(Recorded data)
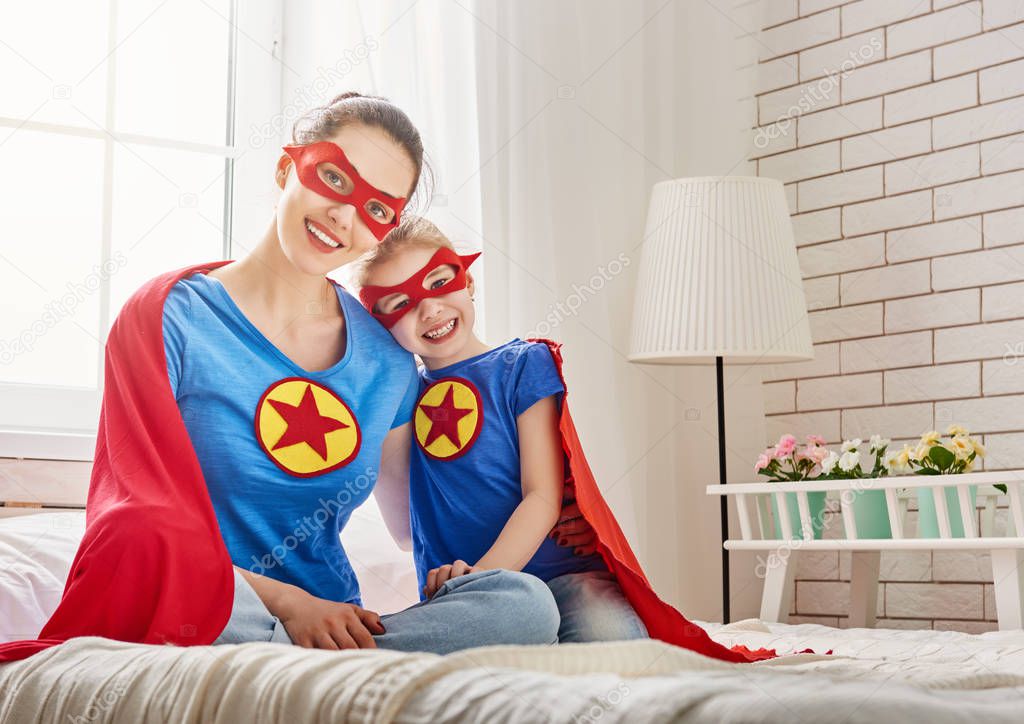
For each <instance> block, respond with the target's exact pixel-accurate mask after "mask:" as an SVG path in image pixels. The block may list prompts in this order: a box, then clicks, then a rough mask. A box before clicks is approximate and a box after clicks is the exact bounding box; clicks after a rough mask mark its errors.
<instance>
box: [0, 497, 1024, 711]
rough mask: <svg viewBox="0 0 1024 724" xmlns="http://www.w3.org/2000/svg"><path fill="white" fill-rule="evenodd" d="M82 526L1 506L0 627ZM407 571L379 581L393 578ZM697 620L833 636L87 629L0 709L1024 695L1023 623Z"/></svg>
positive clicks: (431, 704) (874, 698) (887, 710)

**TRY IT**: Read the data above and pull out each line that holds the string "clicks".

**EXPECTED OUTPUT**:
For each <instance> block, respond with the target's exact pixel-accurate mask after "mask:" as an SVG path in image pixels. The block may list prompts in this order: a box, then clicks, then a rough mask. A box before clicks is approximate and a box after clicks is the exact bounding box; clicks after a rough mask mark its errors.
positive clicks: (431, 704) (874, 698) (887, 710)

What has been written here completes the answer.